Corporation Law: The Revised Corporation Code of the Philippines - Sec 38

  THE REVISED CORPORATION CODE  OF THE PHILIPPINES

Republic Act No. 11232 

TITLE IV -  POWERS OF CORPORATIONS

Section 37.  Power to Deny Preemptive Right. 

All stockholders of a stock corporation shall enjoy preemptive right to subscribe to all issues or disposition of shares of any class, in proportion to their respective shareholdings, unless such right is denied by the articles of incorporation or an amendment thereto: Provided, That such preemptive right shall not extend to shares issued in compliance with laws requiring stock offerings or minimum stock ownership by the public; or to shares issued in good faith with the approval of the stockholders representing two-thirds (2/3) of the outstanding capital stock in exchange for property needed for corporate purposes or in payment of previously contracted debt.

1. Power to Deny Preemptive Right. 
  • Preemptive right is the right of shareholders to subscribe to all issues or disposition of shares of any class in proportion to their shareholdings
  • Preemptive right is also defined as the right granted to the stockholders to have the first option to subscribe to any issuance or disposition of shares from the capital stock in proportion to the stockholdings of the shareholders.
1.01 Rationale. 
  • The foundation or underlying basis of this right is to maintain the relative and proportionate voting strength and control of existing shareholders. 
  • It is aimed to maintain the existing ratio of the:
    • shareholder's interest and 
    • voting power in the corporation
      • "The right is based on the principle that a shareholder, in subscribing to share of stock does so under the understanding that his equity is fixed by the relation which the number of shares which he subscribes bears to the total authorized capital stock, issued or unissued, subscribed or unsubscribed, at the time of subscription, as shown by the company's articles of incorporation, and should not, therefore, be diluted by the issuance of additional shares that effect his right to vote, to dividends, and to the distribution of assets upon liquidation, without first giving him the opportunity to subscribe to such shares in proportion to his shareholdings."
  • All stockholders whose names appear in the stock and transfer book at the time of the meeting approving the issuance of shares are entitled to preemptive right. 
  • Stockholders must be given a reasonable time within which to exercise their preemptive right. Upon the expiration of said period, any stockholder who has not exercised such right will be deemed to have waived it.
2. Issues or Disposition.
  • The preemptive right covers all issues and disposition
  • This includes:
    • issuance of the unsubscribed shares that are part of the original capital stock;
    • the increase of capital stock;
    • the corporation decides to dispose of its treasury shares
  • The broad phrase in Section 38 of the RCCP, "all issues or disposition of shares of any class," is construed to include:
    • new shares issued in pursuance of an increase of capital stock
    • shares from the unissued portion of the capital stock
    • treasury shares
  • Section 38 does not distinguish between newly issued shares and previously unsubscribed shares, hence, the preemptive right is available to existing shareholders with respect to unsubscribed but previously issued shares.

◇ ◇ ◇ ◇ ◇ ◇ ◇

## STATED TASK A
What does the corporation code text say the phrase "all issues or disposition of shares of any class" is construed to include? List each item.
## STATED TASK B
Rewrite the part of the corporation code text starting at "THE REVISED CORPORATION CODE  OF" and ending at "1. Power to Deny Preemptive Right.", with "articles of incorporation" changed to "corporate charter".
## STATED TASK C
Using the corporation code text, mark each statement yes or no and quote the words that decide it.
(i) A stockholder who does not use the preemptive right within the allowed time is treated as having given it up.
(ii) The preemptive right extends to shares issued to comply with laws requiring stock offerings by the public.
(iii) Section 38 distinguishes newly issued shares from previously unsubscribed shares.

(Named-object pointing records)

◇ ◇ ◇ ◇ ◇ ◇ ◇

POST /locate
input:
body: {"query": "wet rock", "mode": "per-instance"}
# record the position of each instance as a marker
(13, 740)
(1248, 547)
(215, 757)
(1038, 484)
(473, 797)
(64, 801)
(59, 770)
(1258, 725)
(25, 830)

◇ ◇ ◇ ◇ ◇ ◇ ◇

## FULL ANSWER A
- New shares issued in pursuance of an increase of capital stock
- Shares from the unissued portion of the capital stock
- Treasury shares

## FULL ANSWER B
THE REVISED CORPORATION CODE  OF THE PHILIPPINES

Republic Act No. 11232 

TITLE IV -  POWERS OF CORPORATIONS

Section 37.  Power to Deny Preemptive Right. 

All stockholders of a stock corporation shall enjoy preemptive right to subscribe to all issues or disposition of shares of any class, in proportion to their respective shareholdings, unless such right is denied by the corporate charter or an amendment thereto: Provided, That such preemptive right shall not extend to shares issued in compliance with laws requiring stock offerings or minimum stock ownership by the public; or to shares issued in good faith with the approval of the stockholders representing two-thirds (2/3) of the outstanding capital stock in exchange for property needed for corporate purposes or in payment of previously contracted debt.

1. Power to Deny Preemptive Right.

## FULL ANSWER C
(i) Yes: "any stockholder who has not exercised such right will be deemed to have waived it."
(ii) No: "such preemptive right shall not extend to shares issued in compliance with laws requiring stock offerings or minimum stock ownership by the public"
(iii) No: "Section 38 does not distinguish between newly issued shares and previously unsubscribed shares"